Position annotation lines
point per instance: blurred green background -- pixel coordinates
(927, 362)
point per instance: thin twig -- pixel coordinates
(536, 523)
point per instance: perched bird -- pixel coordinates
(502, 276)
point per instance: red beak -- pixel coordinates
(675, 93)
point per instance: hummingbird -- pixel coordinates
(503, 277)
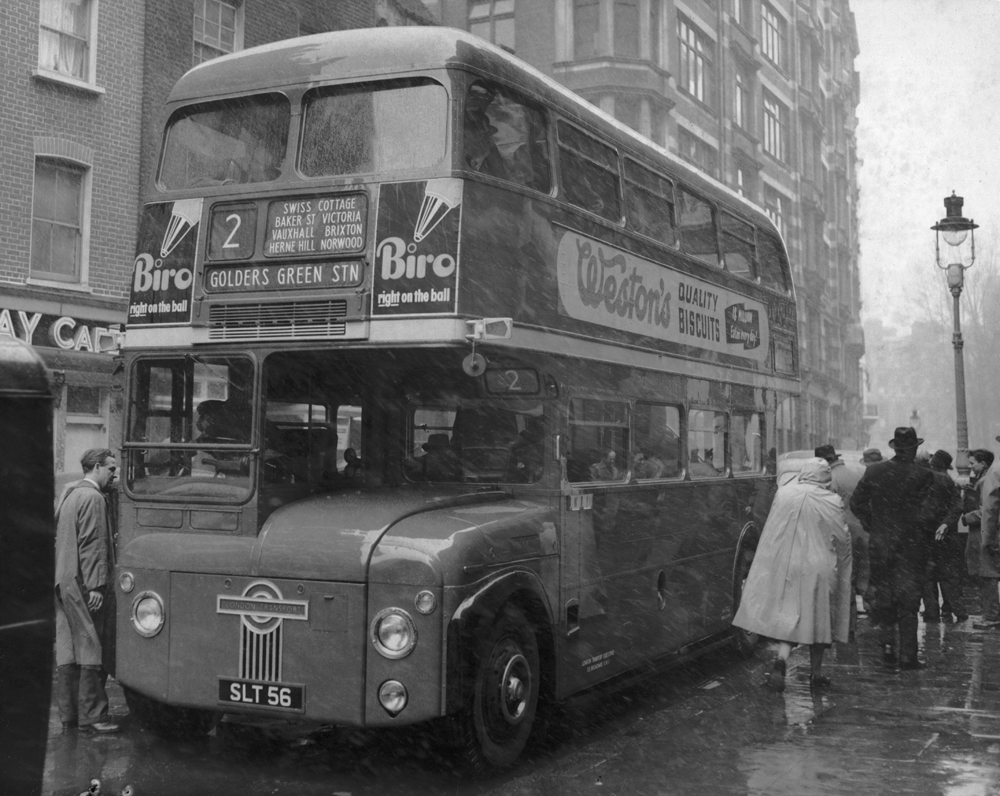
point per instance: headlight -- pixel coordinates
(148, 615)
(425, 602)
(393, 633)
(392, 695)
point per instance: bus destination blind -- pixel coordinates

Task goal ::
Rewrite all of the lines above, requests included, scaling every pixel coordinate in the answers by 0.85 and rounding each result to a whole number, with halves rounded up. Leave the pictures out of your version.

Answer to this problem ::
point per instance: blurred green background -- pixel coordinates
(788, 308)
point per instance: thin twig -- pixel coordinates
(456, 445)
point per instance: perched bird -- pixel coordinates
(427, 235)
point per instance: red beak -- pixel coordinates
(574, 79)
point per instance: hummingbird -- pixel coordinates
(428, 235)
point per instance: headlight -- pixel coordinates
(126, 523)
(361, 512)
(334, 538)
(333, 591)
point per instance: bus destination blind -- pixel coordinates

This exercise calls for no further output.